Headline: More Cooperation, Eliminating the Middleman in Electricity Sales: Citizen-owned Wind Farms React to Changed Conditions

Citizen cooperatives engaged in wind energy projects need to change tack across Europe in order to react to a changing environment exemplified by altered support instruments and dwindling political support for small, local wind-farm operators. This is the conclusion of a study that has just been published in the journal Energy Research & Social Science. It compares changes to the political framework conditions in Germany, Denmark, Belgium and Great Britain, as well as ways in which citizen wind power cooperatives have reacted to them. The study shows that citizen wind power cooperatives are increasingly joining forces and getting involved in new business areas like electricity sales.

(Labeled-object pointing entries)
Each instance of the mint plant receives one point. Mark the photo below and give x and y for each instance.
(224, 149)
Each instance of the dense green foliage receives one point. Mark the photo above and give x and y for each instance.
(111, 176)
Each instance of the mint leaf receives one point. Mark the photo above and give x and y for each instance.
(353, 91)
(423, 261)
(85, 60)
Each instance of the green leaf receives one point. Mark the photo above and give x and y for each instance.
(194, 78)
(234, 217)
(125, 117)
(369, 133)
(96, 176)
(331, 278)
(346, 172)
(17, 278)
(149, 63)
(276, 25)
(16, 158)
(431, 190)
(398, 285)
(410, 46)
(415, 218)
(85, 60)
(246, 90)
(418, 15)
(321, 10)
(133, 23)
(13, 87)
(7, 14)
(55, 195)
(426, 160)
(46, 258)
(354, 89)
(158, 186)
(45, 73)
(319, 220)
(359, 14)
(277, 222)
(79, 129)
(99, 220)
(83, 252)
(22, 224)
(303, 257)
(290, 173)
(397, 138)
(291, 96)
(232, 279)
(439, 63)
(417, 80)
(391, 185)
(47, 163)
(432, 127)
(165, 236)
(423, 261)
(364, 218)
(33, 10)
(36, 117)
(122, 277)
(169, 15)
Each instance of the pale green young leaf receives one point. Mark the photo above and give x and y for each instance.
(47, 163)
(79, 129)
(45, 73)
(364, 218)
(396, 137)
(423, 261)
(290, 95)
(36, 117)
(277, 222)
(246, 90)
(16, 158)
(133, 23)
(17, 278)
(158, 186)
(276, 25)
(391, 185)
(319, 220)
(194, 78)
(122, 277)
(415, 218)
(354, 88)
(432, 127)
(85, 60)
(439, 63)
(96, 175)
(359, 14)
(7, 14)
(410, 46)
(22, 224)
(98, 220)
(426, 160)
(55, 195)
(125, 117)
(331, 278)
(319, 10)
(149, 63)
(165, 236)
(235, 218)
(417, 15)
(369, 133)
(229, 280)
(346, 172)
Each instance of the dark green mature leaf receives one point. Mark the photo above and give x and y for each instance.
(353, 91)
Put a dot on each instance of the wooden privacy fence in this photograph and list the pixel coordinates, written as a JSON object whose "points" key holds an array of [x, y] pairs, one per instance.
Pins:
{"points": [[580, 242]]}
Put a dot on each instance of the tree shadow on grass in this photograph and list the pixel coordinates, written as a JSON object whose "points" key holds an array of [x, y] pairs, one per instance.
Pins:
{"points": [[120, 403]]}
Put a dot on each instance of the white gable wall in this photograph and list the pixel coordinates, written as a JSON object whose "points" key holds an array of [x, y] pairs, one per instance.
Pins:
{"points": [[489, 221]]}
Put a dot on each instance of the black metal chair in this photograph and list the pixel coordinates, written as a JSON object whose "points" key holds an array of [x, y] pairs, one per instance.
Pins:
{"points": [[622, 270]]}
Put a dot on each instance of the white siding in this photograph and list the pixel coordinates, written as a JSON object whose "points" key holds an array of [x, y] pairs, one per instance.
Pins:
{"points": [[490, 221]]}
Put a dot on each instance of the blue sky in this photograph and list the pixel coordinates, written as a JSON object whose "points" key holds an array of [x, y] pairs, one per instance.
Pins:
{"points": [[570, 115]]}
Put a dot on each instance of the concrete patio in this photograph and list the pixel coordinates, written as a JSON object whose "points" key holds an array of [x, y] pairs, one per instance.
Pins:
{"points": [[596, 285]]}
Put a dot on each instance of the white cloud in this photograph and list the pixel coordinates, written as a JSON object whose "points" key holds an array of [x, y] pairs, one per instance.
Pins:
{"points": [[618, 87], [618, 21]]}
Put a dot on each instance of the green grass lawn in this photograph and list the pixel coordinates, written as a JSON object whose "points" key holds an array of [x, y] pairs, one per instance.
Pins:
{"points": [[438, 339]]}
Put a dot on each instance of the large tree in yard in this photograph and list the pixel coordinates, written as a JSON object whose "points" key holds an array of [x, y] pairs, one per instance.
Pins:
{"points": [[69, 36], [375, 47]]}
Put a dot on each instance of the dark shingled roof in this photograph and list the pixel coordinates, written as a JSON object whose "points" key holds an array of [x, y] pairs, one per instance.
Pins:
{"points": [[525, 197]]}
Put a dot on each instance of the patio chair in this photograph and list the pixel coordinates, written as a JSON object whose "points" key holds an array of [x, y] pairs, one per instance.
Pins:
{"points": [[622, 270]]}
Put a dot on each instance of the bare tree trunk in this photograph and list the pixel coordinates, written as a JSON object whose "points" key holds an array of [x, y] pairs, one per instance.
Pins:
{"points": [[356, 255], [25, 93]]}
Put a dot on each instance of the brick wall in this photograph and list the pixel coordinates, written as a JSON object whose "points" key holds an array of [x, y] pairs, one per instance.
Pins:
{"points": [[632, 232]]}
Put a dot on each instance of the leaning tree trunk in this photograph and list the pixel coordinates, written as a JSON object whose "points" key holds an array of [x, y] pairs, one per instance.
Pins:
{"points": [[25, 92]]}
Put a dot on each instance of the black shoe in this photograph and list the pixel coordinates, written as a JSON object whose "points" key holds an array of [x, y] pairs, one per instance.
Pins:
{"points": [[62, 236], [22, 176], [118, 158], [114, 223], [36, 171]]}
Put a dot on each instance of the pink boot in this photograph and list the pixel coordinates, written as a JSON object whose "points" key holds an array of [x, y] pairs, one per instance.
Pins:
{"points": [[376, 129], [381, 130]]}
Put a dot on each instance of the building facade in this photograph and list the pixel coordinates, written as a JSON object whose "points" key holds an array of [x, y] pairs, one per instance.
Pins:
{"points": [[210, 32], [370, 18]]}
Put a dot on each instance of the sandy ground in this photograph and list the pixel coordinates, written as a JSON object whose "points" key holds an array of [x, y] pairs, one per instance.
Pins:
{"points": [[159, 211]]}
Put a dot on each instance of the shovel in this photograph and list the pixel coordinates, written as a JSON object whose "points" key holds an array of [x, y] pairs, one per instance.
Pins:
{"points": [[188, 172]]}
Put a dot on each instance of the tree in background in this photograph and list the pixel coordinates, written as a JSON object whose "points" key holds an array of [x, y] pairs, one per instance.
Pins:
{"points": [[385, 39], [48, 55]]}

PARTS OF THE EXERCISE:
[1] Rewrite the stretch of the news item on citizen-owned wind farms from "Headline: More Cooperation, Eliminating" through "like electricity sales.", replacing "dwindling" with "declining".
[2] Rescale the stretch of the records from the line containing "Put a dot on each instance of the building" through the end of the records. Give only those lines, requests included, with every point coordinate in the answers multiplied by 2.25 and rounded to whole numbers, halves up.

RESULTS:
[1]
Headline: More Cooperation, Eliminating the Middleman in Electricity Sales: Citizen-owned Wind Farms React to Changed Conditions

Citizen cooperatives engaged in wind energy projects need to change tack across Europe in order to react to a changing environment exemplified by altered support instruments and declining political support for small, local wind-farm operators. This is the conclusion of a study that has just been published in the journal Energy Research & Social Science. It compares changes to the political framework conditions in Germany, Denmark, Belgium and Great Britain, as well as ways in which citizen wind power cooperatives have reacted to them. The study shows that citizen wind power cooperatives are increasingly joining forces and getting involved in new business areas like electricity sales.

[2]
Put a dot on each instance of the building facade in this photograph and list the pixel coordinates, written as a JSON object whose "points" key holds an array of [x, y] pairs, one per instance.
Pins:
{"points": [[473, 72], [833, 41]]}
Put a dot on each instance of the sandy ground in this photograph and list the pixel coordinates, written as a JSON object whose "points" key holds an array of [x, y] pairs, one per instance.
Pins:
{"points": [[358, 475]]}
Put a dot on each instance of the shovel in this photograph and list the pixel coordinates, written as a JSON object whose "points" key holds an array of [x, y] pairs, one per instance.
Pins:
{"points": [[423, 387]]}
Put a dot on each instance of the tree in background in this photograph and list the pixel coordinates, written as a JSON object whose "points" key holds an array of [x, y] pairs, one per instance.
Pins:
{"points": [[866, 88], [108, 124]]}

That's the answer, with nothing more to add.